:: Exercise requirements ::
Count the lines in the items below that contain the string "logo". Reply with the number alone.

--- start Supplied data ---

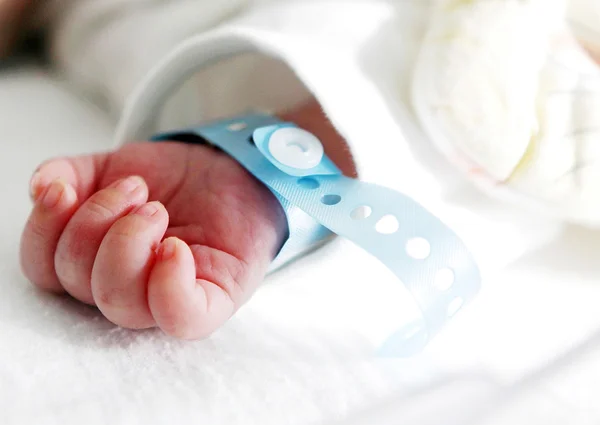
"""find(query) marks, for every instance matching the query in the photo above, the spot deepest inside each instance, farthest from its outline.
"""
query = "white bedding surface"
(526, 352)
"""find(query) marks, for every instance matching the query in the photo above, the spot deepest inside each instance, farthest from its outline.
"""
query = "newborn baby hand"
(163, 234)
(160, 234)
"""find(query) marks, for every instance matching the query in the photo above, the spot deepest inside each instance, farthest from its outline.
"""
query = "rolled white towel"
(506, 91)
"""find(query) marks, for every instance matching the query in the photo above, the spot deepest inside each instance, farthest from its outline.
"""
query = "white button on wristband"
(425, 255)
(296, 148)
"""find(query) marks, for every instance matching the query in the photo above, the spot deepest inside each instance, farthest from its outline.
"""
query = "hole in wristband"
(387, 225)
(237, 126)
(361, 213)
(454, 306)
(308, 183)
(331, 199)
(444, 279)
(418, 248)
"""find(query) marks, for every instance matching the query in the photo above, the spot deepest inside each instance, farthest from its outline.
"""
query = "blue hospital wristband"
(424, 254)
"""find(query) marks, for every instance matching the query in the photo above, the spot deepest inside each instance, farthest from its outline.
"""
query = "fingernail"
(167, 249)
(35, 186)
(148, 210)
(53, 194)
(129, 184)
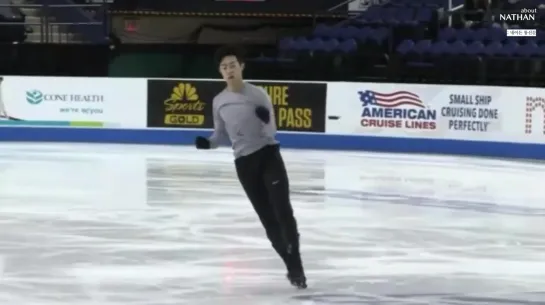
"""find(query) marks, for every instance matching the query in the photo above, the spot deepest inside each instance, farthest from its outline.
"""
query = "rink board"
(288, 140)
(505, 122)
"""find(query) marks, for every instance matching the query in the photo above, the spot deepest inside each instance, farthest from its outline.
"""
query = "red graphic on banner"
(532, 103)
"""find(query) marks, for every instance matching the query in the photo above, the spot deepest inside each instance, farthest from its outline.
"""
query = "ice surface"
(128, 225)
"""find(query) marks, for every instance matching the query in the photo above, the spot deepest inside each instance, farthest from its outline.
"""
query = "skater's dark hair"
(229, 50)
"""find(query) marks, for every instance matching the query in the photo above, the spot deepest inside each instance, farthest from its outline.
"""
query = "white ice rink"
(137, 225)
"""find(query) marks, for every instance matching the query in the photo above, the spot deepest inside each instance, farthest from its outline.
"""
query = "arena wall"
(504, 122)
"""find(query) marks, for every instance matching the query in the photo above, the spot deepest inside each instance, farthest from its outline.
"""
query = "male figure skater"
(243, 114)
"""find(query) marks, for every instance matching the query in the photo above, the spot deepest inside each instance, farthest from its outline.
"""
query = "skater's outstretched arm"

--- end Supplied data ---
--- start Supplied data ---

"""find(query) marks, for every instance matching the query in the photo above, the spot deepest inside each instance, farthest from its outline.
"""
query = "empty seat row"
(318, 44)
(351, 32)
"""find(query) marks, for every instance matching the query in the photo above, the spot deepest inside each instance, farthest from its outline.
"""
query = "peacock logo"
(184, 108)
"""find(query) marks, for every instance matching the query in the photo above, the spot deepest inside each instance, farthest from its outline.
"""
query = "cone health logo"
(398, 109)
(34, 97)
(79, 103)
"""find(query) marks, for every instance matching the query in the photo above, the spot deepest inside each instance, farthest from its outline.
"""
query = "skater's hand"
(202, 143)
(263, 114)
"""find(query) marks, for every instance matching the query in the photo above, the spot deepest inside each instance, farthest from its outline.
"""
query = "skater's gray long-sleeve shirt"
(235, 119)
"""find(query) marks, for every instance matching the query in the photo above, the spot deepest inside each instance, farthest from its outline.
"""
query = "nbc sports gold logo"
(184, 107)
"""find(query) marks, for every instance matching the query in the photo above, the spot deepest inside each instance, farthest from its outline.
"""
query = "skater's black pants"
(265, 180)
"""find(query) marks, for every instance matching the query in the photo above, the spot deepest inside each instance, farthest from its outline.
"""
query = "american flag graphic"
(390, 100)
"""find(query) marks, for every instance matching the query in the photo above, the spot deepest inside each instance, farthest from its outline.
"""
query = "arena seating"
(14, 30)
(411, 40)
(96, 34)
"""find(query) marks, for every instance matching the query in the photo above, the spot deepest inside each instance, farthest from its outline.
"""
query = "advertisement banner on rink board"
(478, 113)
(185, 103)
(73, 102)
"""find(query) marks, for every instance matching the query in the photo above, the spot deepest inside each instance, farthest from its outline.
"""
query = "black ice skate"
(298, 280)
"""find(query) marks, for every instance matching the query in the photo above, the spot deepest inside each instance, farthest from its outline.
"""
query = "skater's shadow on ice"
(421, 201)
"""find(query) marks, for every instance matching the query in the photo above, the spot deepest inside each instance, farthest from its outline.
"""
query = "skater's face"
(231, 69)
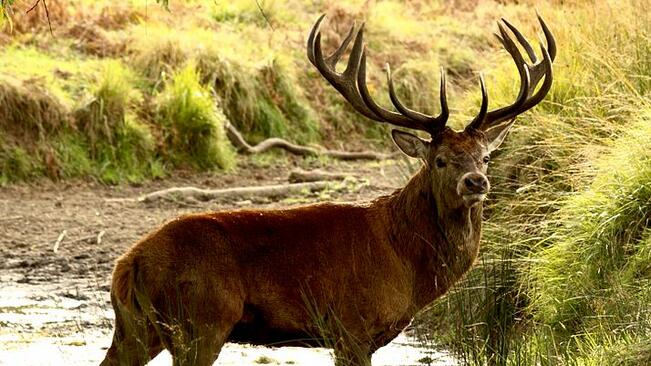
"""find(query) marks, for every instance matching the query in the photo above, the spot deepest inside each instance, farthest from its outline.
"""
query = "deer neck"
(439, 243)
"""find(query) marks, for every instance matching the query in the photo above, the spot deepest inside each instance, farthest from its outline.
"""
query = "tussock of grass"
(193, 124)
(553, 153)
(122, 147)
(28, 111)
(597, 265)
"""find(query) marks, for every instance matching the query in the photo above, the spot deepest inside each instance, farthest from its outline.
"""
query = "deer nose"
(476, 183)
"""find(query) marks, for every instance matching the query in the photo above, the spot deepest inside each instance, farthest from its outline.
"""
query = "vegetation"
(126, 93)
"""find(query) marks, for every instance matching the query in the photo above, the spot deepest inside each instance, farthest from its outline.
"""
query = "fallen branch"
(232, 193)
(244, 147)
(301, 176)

--- end Supplied data ---

:: The answer ::
3